(Excerpts from a dataset)
━━━━━━━━━━━━━━━━━━━━

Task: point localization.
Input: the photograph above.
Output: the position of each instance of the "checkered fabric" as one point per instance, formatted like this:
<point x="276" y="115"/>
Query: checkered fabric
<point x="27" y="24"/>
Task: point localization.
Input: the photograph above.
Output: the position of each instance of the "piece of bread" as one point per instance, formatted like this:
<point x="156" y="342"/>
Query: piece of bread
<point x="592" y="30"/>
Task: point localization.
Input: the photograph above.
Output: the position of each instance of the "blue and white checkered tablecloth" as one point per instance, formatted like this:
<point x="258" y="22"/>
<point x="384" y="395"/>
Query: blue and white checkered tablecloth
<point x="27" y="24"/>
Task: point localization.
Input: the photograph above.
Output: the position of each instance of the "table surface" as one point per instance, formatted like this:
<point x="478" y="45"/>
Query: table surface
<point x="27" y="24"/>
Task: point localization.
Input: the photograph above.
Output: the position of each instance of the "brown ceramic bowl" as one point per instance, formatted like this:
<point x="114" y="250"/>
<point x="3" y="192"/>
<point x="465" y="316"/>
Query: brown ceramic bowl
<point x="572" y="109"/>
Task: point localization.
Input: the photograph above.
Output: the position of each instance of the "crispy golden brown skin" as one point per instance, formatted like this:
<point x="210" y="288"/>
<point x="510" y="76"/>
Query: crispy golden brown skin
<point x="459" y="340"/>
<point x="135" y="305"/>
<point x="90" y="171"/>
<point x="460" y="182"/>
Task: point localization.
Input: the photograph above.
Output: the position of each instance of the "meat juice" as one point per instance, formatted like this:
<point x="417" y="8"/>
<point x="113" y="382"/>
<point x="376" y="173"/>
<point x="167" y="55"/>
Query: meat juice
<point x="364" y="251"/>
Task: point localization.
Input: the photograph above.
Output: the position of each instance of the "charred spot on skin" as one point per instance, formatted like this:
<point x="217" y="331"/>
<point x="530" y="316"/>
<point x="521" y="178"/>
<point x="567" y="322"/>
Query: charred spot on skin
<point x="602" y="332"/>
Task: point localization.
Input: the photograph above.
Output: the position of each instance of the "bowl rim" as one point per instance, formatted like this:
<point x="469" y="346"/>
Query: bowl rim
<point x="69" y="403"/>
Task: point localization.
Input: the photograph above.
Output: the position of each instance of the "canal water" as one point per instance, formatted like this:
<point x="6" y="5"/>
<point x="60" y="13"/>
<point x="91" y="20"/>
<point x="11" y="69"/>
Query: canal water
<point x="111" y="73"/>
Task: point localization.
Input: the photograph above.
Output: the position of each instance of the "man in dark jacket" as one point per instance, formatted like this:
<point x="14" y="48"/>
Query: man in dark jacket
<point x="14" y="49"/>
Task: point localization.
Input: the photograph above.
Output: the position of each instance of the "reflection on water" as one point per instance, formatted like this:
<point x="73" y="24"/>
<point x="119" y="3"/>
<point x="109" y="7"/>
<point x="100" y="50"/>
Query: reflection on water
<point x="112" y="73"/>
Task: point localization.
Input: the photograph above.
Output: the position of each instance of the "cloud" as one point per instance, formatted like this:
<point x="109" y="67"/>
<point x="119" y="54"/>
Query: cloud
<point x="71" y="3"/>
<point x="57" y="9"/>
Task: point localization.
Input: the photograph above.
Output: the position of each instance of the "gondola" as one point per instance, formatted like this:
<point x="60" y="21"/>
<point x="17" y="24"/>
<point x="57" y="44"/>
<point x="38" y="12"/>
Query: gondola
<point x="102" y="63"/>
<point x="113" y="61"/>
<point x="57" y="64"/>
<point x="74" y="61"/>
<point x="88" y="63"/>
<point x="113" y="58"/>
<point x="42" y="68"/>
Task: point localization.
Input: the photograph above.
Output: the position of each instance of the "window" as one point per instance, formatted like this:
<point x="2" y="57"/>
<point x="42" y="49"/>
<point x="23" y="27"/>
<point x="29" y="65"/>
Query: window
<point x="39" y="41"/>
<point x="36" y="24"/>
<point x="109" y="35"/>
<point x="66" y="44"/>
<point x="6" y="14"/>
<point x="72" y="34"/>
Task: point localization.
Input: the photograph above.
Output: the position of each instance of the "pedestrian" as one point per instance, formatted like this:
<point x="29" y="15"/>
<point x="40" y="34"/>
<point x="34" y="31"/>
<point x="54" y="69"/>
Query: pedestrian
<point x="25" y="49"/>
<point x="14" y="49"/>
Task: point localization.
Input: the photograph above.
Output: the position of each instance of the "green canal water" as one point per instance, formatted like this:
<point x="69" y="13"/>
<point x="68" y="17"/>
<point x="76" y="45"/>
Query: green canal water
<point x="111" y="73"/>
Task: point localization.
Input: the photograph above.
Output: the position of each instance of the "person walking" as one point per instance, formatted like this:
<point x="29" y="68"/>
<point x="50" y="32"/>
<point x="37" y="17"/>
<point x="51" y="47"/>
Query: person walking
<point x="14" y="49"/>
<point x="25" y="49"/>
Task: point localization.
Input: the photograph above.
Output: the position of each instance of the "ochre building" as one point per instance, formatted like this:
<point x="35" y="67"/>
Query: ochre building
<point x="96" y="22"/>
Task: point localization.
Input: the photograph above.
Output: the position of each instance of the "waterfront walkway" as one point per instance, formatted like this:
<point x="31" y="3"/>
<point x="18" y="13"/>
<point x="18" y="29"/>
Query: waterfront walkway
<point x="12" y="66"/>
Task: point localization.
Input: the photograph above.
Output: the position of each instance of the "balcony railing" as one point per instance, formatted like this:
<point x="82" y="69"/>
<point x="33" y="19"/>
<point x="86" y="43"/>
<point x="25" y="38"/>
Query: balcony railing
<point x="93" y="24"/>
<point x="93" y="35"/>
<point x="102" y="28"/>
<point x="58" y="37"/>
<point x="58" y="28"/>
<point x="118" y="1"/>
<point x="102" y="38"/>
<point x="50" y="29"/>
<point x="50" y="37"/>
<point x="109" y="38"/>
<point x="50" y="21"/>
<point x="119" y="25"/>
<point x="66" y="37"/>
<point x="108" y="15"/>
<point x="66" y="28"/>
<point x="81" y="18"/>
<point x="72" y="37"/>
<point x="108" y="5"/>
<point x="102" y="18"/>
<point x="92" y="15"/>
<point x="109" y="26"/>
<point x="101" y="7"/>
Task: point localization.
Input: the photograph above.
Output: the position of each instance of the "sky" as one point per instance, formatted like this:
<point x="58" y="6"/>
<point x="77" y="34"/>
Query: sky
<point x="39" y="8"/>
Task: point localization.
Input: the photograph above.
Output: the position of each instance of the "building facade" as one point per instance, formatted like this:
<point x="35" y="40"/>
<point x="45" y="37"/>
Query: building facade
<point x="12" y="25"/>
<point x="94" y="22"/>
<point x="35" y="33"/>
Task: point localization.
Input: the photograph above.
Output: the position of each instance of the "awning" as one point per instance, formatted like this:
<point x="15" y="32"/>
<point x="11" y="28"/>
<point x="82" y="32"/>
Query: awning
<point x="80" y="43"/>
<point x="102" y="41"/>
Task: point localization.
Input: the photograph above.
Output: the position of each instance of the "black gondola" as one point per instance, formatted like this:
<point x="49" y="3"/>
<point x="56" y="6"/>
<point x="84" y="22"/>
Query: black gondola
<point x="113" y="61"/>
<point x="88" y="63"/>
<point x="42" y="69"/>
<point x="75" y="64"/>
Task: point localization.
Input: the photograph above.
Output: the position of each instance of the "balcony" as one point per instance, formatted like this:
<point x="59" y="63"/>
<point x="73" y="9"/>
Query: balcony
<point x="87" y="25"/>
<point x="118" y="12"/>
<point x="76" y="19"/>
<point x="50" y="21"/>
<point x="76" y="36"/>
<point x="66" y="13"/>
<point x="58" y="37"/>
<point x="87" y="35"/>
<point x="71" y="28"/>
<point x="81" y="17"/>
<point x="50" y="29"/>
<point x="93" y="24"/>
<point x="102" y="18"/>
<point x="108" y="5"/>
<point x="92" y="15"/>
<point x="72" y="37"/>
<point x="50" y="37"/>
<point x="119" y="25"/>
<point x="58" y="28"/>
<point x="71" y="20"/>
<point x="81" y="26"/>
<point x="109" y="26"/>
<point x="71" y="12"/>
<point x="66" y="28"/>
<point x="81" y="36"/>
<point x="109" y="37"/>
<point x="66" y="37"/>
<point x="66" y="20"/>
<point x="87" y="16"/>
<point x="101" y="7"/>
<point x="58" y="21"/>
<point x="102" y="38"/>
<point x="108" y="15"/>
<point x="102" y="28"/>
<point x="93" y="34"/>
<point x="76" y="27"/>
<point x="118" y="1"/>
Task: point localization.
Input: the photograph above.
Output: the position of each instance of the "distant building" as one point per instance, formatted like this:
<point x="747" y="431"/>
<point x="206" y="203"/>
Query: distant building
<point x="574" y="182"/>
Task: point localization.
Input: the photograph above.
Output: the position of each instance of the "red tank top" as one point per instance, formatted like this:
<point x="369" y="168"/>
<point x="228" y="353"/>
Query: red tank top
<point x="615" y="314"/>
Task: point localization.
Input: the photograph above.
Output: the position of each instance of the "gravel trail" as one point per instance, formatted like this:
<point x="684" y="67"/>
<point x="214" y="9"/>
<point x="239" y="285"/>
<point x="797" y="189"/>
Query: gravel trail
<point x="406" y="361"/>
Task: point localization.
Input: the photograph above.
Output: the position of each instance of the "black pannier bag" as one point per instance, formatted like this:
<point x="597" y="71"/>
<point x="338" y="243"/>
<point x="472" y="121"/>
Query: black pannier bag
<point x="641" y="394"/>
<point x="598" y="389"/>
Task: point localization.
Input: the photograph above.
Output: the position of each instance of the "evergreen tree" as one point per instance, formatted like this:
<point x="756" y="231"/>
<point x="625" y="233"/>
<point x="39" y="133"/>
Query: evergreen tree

━━━━━━━━━━━━━━━━━━━━

■ **The task**: Lines of the data that include the string "tree" are to be counted; report the total by itself.

■ **Exercise output**: 2